TRECHO SELECIONADO ▸
────────────────────────────────────────

Por Sidiney Breguêdo
Nenhum Estado pode ser chamado de
democrático de direito se aceita a presunção de culpa. Aceitar tal assertiva
talvez seja tão grave quanto aceitar tribunais de exceção. E nem a primeira,
nem o segundo são aceitos no nosso Direito. Caso fosse possível, certamente,
seria comum tragédias gregas, como aquelas vistas nos textos de William Shakespeare. Numa delas, Otelo mata a
mulher amada porque acreditava que ela o estava traindo. Todavia, o grande
general foi vítima de um embuste tramado pelo invejoso personagem Lago, que
teve a parceria da própria mulher. Mas esta, arrependida, acaba por revelar a
trama a Otelo, que ao saber que a amada nada havia feito se mata também.

────────────────────────────────────────

[Registros extraídos de uma coleção]
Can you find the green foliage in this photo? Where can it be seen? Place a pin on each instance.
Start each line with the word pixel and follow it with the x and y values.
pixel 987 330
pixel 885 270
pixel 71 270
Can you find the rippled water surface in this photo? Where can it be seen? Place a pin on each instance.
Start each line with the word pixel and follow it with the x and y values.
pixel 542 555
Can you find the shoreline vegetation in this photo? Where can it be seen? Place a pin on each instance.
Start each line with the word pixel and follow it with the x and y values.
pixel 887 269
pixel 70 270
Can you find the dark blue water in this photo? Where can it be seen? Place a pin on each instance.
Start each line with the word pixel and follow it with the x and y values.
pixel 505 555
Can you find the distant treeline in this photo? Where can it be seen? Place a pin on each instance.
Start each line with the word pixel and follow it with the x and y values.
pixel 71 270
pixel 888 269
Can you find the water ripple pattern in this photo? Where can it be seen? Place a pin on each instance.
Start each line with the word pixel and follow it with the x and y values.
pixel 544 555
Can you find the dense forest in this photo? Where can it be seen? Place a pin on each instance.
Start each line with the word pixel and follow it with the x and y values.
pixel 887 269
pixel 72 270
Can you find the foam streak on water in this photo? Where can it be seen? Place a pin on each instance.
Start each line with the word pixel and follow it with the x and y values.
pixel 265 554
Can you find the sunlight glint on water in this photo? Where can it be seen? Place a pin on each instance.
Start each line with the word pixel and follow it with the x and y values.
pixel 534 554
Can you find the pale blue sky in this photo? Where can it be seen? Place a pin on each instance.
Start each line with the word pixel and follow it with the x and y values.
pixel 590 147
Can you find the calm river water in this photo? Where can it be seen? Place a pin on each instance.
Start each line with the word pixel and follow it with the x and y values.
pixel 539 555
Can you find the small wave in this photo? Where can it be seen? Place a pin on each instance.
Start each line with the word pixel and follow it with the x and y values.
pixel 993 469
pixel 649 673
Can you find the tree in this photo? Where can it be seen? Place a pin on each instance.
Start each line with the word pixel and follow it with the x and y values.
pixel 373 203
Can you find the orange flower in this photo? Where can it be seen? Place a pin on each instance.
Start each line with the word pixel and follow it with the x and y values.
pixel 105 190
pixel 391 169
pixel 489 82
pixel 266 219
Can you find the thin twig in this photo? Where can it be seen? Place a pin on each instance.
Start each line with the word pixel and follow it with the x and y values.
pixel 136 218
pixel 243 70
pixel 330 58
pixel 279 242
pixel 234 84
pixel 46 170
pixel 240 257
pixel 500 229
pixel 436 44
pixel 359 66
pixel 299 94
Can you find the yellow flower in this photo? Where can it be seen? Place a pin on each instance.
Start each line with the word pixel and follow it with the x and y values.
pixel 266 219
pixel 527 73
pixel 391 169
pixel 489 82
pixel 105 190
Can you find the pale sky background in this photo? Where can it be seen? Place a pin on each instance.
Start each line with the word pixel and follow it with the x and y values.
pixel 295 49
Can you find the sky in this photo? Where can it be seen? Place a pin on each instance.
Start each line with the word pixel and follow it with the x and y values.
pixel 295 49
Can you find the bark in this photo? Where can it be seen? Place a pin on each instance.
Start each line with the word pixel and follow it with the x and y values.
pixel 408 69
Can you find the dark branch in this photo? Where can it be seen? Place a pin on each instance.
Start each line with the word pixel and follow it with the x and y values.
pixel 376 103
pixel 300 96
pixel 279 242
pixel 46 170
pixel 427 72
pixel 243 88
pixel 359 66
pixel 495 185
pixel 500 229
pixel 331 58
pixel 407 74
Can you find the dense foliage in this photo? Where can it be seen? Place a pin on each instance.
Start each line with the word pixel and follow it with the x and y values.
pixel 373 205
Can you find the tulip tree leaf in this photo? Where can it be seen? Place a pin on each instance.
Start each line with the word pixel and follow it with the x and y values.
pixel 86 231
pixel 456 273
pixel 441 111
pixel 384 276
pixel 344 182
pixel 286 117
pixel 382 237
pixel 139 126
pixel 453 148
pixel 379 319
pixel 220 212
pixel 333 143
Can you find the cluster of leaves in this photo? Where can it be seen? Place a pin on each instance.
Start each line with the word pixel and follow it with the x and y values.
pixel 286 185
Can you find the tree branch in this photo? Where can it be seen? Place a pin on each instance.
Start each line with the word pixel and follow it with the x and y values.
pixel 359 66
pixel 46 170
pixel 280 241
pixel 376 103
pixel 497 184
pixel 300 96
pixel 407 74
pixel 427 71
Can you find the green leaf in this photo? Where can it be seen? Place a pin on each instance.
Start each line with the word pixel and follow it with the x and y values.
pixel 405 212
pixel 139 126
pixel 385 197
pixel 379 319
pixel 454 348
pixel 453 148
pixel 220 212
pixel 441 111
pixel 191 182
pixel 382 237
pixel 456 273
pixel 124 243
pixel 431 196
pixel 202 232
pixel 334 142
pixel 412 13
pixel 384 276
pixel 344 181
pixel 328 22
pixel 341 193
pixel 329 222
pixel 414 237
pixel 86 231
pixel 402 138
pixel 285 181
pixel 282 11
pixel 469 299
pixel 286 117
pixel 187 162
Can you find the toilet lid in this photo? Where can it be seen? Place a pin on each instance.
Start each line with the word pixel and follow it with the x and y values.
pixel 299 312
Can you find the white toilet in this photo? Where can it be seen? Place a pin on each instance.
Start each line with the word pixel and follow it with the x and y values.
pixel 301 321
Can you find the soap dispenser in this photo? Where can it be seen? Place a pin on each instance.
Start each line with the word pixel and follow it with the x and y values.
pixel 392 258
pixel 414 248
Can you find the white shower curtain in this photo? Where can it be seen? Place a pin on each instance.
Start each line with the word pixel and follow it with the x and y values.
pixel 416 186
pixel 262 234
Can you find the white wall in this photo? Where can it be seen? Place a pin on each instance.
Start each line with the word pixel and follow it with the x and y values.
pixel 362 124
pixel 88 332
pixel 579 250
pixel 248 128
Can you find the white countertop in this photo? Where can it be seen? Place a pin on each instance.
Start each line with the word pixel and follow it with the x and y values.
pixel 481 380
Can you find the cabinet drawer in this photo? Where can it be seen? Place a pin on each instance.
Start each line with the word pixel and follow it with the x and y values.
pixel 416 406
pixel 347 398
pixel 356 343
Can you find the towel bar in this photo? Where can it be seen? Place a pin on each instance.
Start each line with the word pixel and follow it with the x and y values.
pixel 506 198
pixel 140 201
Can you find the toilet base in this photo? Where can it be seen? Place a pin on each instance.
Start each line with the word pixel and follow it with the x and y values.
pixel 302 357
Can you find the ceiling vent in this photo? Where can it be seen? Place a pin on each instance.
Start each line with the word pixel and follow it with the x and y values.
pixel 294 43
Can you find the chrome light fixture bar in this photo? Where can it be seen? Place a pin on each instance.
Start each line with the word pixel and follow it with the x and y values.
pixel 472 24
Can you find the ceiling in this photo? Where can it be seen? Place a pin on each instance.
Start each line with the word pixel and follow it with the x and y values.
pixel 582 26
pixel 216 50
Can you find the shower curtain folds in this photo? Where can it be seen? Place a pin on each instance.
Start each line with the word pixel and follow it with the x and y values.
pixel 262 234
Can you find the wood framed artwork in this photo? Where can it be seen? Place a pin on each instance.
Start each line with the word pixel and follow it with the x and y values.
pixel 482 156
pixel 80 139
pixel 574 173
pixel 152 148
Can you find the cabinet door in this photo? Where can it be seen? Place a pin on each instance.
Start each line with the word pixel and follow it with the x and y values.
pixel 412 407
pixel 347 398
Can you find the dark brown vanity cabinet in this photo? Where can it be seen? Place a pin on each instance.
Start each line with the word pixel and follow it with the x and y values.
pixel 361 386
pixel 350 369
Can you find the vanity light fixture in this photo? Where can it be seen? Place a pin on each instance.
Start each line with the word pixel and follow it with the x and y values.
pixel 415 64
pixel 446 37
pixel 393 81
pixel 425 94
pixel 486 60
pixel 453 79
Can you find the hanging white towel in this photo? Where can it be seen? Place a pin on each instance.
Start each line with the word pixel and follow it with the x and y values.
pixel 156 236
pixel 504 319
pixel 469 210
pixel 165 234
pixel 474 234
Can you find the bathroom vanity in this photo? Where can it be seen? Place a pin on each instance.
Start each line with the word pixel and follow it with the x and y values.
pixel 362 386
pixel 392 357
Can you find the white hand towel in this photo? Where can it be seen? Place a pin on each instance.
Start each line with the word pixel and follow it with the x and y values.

────────────────────────────────────────

TAREFAS A FAZER ▸
A: Liste todos os nomes de pessoas e de personagens que aparecem no trecho selecionado.
B: Converta a listagem em um CSV de duas colunas, pedido e resposta, com uma linha para cada pedido, cada valor em um único campo entre aspas e as quebras de linha trocadas por espaços. Comece na linha da listagem que contém "Can you find the vanity" e pare depois da linha que contém "pixel 474 234".

RESPOSTAS COMPLETAS ▸
A:
- Sidiney Breguêdo
- William Shakespeare
- Otelo
- Lago

B:
pedido,resposta
"Can you find the vanity light fixture in this photo? Where can it be seen? Place a pin on each instance. Start each line with the word pixel and follow it with the x and y values.","pixel 415 64 pixel 446 37 pixel 393 81 pixel 425 94 pixel 486 60 pixel 453 79"
"Can you find the hanging white towel in this photo? Where can it be seen? Place a pin on each instance. Start each line with the word pixel and follow it with the x and y values.","pixel 156 236 pixel 504 319 pixel 469 210 pixel 165 234 pixel 474 234"